** BEGIN Document extract **
# 1992 Nissan Sentra XE Performance Parts?



## TektronicDream (Sep 9, 2005)

I've spent the last couple of hours searching for a exhaust system for my 1992 Nissan Sentra XE 1.6L. Sadly, I haven't had any luck, all of the exhaust systems that I've found are for the 2.0L Nissan Sentra Se-R. I was wondering do they even make a exhaust system for the 1992 Nissan Sentra XE?

I've also been searching for a good intake system for the 1.6L Sentra... I've also had no luck... 

Please Help


----------



## GA16DEHORNET (Aug 29, 2005)

keep looking on this site, cause each question has been answered at least 400 times, btw there is an exhaust post about 5 threads down so search a bit.


----------



## DominickGT (Aug 28, 2005)

Best intake is a free one.  Best bang for the buck!


----------



## Pretty White (May 6, 2002)

Whatever exhaust fits a 1.6 fits a 2.0. The are the same from the cat back.
Look for a used JWT POP. Thats your best bet.


----------



## B13boy (Dec 16, 2004)

stromung makes an exhaust for the 1.6, mossyperformance.com has them with and without a resonator.


----------



## nvd sentra se (Sep 25, 2005)

u can also try ebay


----------



## Nissan300ZXZ31Turbo (Dec 9, 2004)

Hotshot makes some good headers for the GA16, and Pacesetter has some available, as for whole exhaust systems, I have no idea. I have a bored exhaust manifold to 3" exhaust piping to Silverline performance muffler... sounds good and performs even better. People are surprised.


----------



## DominickGT (Aug 28, 2005)

I can now say from experience the car feels quicker with freed-up headers. I have a cracked exhaust manifold and she REALLY picks up and goes on the highway now.  I should dyno this car.


----------



## NiN_00 (Apr 30, 2002)

its "header" people. 

Just goto a local muffler shop and have them make a 2 inch exhuast from the catback. It's usaully pretty cheap, around 60 bucks or so. That will free up some of that exhuast. Cheap ass intake off ebay works to.


----------
** END Document extract **
== Problems and tasks ==
[a] In the Sentra thread, what is the usual cost of having a local muffler shop make a 2-inch exhaust from the catback?
[b] Summarize the Sentra thread in two sentences.
[c] Return the part of the Sentra thread that opens with the words containing "I've spent the" and closes with "(Aug 29, 2005)".
The data after the Sentra thread has no role here.
** BEGIN Source material **
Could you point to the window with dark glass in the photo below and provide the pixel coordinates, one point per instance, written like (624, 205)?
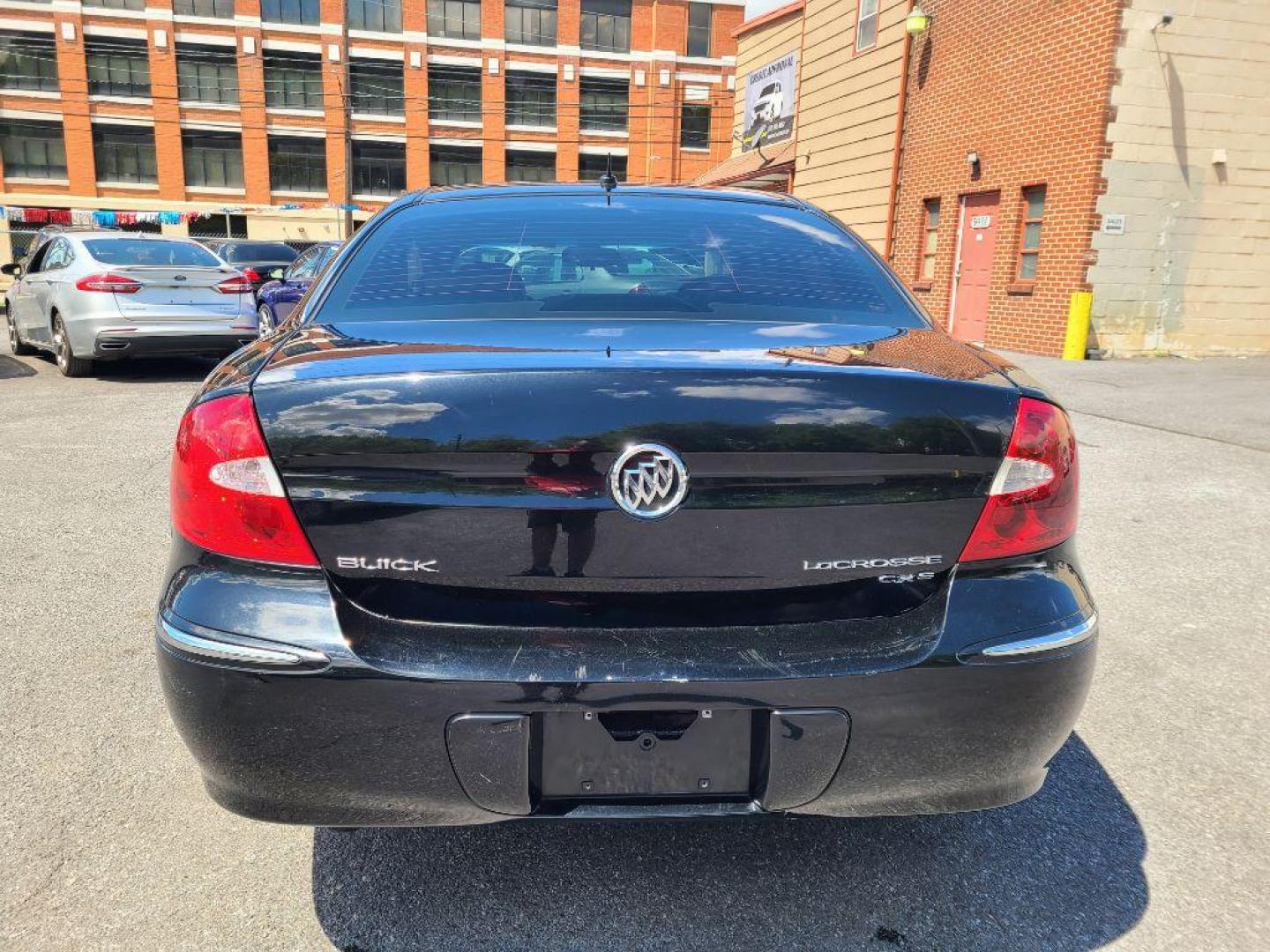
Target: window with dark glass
** END Source material **
== Results in order ==
[a] Around 60 bucks.

[b] The owner of a 1992 Nissan Sentra XE 1.6L can find exhaust systems only for the 2.0L Sentra SE-R and has had no luck finding an intake for the 1.6L. Replies say an exhaust that fits the 1.6 fits the 2.0 from the cat back, and they suggest a used JWT POP, a Stromung exhaust from mossyperformance.com, eBay, Hotshot or Pacesetter headers, or a 2-inch exhaust made at a local muffler shop.

[c]
I've spent the last couple of hours searching for a exhaust system for my 1992 Nissan Sentra XE 1.6L. Sadly, I haven't had any luck, all of the exhaust systems that I've found are for the 2.0L Nissan Sentra Se-R. I was wondering do they even make a exhaust system for the 1992 Nissan Sentra XE?

I've also been searching for a good intake system for the 1.6L Sentra... I've also had no luck... 

Please Help


----------



## GA16DEHORNET (Aug 29, 2005)